But there's no way in hell that Ray Lewis was granted the godly power to enhance Flacco's play. It's far more believable that Denver just decided to commit football seppuku right there on the field.

Get a gasoline enema and stick a lit match up your dirty asshole Ray Ray. Your prancing and preening are coming to an end this weekend, because your team is NOT going to the Super Bowl. Not on my watch.

Unfortunately this leads me to the worst thing that can happen to a Steeler fan in January: A Ravens vs Patriots AFCCG.

When your only choices are the Ravens or the Patriots, it's like being kidnapped and the only way you'll be set free is to choose between raping your mother or your father. No matter the outcome, you lose, hard. I don't have many choices here, so to help me in my thought process I made a pros/cons list for my options.

Option 1: Suicide:

Pros:

  • I never have to know anything more about the Ravens or Pats
  • I can quit work.
  • I can get drunk before I do it.

Point-per-instance localization data:
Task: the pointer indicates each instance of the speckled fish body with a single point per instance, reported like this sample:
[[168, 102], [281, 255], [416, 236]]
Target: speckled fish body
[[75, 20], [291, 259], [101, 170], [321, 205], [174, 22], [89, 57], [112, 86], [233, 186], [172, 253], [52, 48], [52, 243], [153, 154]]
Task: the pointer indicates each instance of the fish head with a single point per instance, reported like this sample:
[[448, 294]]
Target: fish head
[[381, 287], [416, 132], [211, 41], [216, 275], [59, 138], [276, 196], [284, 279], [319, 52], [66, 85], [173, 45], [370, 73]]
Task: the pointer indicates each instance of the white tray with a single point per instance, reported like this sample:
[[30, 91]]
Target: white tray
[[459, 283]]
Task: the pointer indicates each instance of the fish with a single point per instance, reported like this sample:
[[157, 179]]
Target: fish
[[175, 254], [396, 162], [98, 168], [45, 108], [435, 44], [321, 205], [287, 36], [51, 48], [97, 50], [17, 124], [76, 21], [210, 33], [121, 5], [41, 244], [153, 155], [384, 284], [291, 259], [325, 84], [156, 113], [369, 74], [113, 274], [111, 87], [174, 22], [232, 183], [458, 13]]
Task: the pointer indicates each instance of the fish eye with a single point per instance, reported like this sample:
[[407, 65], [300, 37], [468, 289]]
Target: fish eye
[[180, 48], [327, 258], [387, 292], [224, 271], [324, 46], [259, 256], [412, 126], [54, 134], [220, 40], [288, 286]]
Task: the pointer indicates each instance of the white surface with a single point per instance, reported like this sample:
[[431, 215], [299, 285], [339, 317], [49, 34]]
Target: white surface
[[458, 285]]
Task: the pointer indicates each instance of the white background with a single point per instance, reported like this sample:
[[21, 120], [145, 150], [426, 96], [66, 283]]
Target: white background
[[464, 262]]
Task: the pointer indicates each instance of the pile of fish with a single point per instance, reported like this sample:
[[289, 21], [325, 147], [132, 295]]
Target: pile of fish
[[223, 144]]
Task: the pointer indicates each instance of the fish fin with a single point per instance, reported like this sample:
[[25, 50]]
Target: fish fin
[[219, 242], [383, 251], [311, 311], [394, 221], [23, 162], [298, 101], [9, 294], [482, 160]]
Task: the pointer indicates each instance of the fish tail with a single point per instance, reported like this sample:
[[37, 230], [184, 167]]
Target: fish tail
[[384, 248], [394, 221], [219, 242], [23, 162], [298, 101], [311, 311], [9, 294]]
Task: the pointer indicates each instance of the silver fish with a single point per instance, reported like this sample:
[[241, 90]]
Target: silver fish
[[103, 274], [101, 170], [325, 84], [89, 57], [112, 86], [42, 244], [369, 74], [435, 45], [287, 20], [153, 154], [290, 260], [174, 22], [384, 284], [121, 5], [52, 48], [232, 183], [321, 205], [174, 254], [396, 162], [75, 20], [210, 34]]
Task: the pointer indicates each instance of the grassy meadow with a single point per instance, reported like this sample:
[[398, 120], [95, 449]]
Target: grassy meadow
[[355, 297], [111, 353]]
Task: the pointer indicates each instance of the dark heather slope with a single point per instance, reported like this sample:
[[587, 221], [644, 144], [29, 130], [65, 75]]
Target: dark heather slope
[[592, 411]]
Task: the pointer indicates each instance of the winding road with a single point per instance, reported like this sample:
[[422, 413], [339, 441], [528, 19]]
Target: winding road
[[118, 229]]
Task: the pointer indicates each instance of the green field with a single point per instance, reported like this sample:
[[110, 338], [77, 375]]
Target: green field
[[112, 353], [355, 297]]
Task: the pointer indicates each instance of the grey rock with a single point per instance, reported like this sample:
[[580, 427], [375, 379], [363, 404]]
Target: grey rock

▶ _SET OF TASKS_:
• 1. In the rant about the Ravens, what does the writer call the worst thing that can happen to a Steeler fan in January?
• 2. Return the part of the rant about the Ravens that opens with the words containing "When your only" and closes with "before I do it.".
• 3. Write the next part of the rant about the Ravens, picking up right after its last line.

▶ _PER-TASK ANSWERS_:
• 1. A Ravens vs Patriots AFCCG.

• 2.
When your only choices are the Ravens or the Patriots, it's like being kidnapped and the only way you'll be set free is to choose between raping your mother or your father. No matter the outcome, you lose, hard. I don't have many choices here, so to help me in my thought process I made a pros/cons list for my options.

Option 1: Suicide:

Pros:

  • I never have to know anything more about the Ravens or Pats
  • I can quit work.
  • I can get drunk before I do it.

• 3.
Cons:

  • The sad women who'd mourn for me
  • I wouldn't get to see one of the teams lose
  • I wouldn't get to go to a strip club ever again....titties...
  • I'd be dead and there'd be no more hate.

Not sounding good...


Option 2: Cheer for the Pats to win


Pros:

  • The Ravens lose

Cons:

  • The Pats win
  • I lose my soul
  • I hate myself
  • I kill myself
  • See option 1

Option 3: Death to all!


Pros:

  • Both teams die!
  • Thousands of racists Pats fans die!!
  • Thousands of purple-camo-wearing-assholes Ravens fans die!!!
  • Nobody wins but me
  • Ray Lewis dies!!!!!!!
  • More African children receive championship t-shirts

Cons:

  • Hearing Bill Simmons and Dan Shaughnessy praise the players as heroes for a year.

Well folks, EASY DECISION: Option #3 it is.

Men and ladyfolk of BTSC, we must cheer for an awesome destructive event to befall Gillette Stadium. Might I propose an Air Force training exercise gone awry with bad coordinates? Perhaps a terrorist gets his hands on some fissile material in time for the game Sunday? Or maybe a pack of vicious rabid dogs is released upon the field and they devour and infect every living being in the vicinity? Never before seen hailstorm with Hummer-sized ice boulders that pulverize everyone around? I'd take it.

Provide your own ideas below. We all need to hate together here folks, the more things we hate for the better our chances of winning!

All I know is that regardless of the outcome of this game I'll be disgusted and I'll hate it and it'll stank. All that matters is that the team from the NFC wins it all this year.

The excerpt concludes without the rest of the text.